Location annotation dataset excerpts:
========================

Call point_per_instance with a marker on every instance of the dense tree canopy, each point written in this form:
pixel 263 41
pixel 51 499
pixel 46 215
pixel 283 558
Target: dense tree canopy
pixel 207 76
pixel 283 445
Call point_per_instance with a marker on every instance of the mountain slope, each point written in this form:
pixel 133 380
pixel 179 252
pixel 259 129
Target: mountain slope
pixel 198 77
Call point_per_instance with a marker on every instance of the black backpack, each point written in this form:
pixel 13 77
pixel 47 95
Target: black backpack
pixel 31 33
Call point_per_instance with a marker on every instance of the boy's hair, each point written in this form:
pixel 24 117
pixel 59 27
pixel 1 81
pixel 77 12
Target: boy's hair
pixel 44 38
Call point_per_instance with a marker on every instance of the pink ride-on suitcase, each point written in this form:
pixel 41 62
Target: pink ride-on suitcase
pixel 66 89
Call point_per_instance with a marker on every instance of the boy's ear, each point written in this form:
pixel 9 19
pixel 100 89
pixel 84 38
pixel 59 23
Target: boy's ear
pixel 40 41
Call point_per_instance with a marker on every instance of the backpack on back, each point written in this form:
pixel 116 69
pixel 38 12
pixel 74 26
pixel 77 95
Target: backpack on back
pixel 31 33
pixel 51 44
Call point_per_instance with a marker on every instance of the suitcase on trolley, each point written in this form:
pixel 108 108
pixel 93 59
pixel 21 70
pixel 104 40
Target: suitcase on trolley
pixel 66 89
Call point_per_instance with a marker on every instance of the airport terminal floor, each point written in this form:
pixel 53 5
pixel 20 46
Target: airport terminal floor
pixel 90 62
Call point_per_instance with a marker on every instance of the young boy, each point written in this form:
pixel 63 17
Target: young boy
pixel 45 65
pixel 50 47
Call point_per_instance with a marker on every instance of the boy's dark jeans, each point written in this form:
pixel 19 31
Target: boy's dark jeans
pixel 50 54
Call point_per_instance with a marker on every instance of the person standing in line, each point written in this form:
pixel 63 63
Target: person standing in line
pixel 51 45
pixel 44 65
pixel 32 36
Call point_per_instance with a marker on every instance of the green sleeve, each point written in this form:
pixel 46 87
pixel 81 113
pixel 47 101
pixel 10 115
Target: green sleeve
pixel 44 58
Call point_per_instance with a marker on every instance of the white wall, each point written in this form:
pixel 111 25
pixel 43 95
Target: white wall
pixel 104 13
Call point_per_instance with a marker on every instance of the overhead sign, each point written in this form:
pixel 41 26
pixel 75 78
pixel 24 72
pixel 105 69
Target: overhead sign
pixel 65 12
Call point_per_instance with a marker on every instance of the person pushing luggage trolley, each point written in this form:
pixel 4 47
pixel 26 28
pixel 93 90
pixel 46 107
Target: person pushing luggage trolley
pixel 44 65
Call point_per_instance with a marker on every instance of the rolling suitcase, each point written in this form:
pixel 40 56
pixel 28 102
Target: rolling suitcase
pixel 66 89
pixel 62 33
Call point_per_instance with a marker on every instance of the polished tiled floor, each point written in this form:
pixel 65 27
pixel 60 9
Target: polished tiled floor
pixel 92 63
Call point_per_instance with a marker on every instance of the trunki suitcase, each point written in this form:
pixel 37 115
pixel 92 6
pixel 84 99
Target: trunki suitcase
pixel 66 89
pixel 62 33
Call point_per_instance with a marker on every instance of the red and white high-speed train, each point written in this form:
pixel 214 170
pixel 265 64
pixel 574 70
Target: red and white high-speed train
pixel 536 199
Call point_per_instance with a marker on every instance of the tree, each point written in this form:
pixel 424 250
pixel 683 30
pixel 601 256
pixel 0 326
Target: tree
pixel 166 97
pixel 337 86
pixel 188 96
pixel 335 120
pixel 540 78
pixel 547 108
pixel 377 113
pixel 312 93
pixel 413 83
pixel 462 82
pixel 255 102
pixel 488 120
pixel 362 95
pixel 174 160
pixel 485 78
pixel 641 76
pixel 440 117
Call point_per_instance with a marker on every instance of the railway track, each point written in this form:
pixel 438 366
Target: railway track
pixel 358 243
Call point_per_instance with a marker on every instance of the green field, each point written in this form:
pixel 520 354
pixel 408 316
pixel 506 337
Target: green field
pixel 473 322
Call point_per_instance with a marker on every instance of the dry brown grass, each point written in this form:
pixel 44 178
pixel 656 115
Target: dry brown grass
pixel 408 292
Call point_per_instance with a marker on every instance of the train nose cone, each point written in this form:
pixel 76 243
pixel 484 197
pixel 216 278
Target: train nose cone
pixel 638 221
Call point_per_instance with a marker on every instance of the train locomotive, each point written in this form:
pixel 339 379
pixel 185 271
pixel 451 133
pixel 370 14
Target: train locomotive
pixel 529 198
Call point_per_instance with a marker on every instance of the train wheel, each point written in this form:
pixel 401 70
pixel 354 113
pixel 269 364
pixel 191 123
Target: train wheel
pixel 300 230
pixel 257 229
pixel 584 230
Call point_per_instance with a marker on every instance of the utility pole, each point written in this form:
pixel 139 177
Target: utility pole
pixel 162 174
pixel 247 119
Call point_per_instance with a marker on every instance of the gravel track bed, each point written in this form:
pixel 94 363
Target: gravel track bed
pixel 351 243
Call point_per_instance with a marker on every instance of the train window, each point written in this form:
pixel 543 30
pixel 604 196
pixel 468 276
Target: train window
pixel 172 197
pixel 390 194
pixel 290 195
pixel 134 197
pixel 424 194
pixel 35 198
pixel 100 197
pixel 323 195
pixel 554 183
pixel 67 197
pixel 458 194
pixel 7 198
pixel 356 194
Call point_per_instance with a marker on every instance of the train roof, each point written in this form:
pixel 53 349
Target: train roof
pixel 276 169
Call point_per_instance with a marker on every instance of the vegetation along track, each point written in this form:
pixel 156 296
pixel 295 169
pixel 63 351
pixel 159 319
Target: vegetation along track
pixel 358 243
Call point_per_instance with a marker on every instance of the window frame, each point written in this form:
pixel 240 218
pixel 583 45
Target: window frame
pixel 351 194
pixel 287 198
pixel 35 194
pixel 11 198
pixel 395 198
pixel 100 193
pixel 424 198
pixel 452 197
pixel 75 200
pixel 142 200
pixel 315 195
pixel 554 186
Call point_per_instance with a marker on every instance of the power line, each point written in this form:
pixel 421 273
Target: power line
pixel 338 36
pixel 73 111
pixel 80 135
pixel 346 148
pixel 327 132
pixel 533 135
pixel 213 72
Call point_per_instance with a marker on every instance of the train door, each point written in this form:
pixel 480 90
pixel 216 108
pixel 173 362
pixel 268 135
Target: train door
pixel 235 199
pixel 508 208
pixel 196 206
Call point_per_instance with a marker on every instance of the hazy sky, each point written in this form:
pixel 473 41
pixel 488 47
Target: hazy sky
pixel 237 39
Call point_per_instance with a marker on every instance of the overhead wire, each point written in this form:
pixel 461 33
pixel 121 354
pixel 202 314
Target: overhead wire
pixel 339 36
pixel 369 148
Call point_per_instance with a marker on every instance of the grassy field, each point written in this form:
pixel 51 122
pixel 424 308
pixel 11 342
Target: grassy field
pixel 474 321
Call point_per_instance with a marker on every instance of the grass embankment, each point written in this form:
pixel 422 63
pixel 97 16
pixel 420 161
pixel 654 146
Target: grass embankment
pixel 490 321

========================

Task:
Quote everything from the line containing "of the railway" down to the line containing "pixel 356 194", both of those lines included.

The reply:
Call point_per_instance with a marker on every instance of the railway track, each point written in this form:
pixel 438 366
Target: railway track
pixel 358 243
Call point_per_instance with a marker on every instance of the green field, each point written in this form:
pixel 520 354
pixel 408 316
pixel 506 337
Target: green field
pixel 473 322
Call point_per_instance with a marker on every instance of the dry brown grass, each point written in this form:
pixel 44 178
pixel 656 115
Target: dry brown grass
pixel 408 292
Call point_per_instance with a marker on every instance of the train nose cone, each point written in this form:
pixel 76 243
pixel 484 197
pixel 216 278
Target: train nose cone
pixel 638 221
Call point_per_instance with a marker on every instance of the train locomotive, each point written in this form:
pixel 339 379
pixel 185 271
pixel 451 133
pixel 370 14
Target: train locomotive
pixel 529 198
Call point_per_instance with a marker on every instance of the train wheel, each point written in this form:
pixel 401 70
pixel 354 113
pixel 269 364
pixel 191 123
Target: train wheel
pixel 300 230
pixel 257 229
pixel 584 230
Call point_per_instance with a marker on every instance of the utility pole, each point written in this form:
pixel 139 177
Target: utility pole
pixel 162 174
pixel 247 119
Call point_per_instance with a marker on every instance of the gravel track bed, each point written in this form:
pixel 94 363
Target: gravel track bed
pixel 351 243
Call point_per_instance with a marker on every instance of the train window, each point written in this form:
pixel 543 30
pixel 604 196
pixel 468 276
Target: train window
pixel 172 197
pixel 390 194
pixel 290 195
pixel 134 197
pixel 424 194
pixel 35 198
pixel 100 197
pixel 323 195
pixel 554 183
pixel 67 197
pixel 458 194
pixel 7 198
pixel 356 194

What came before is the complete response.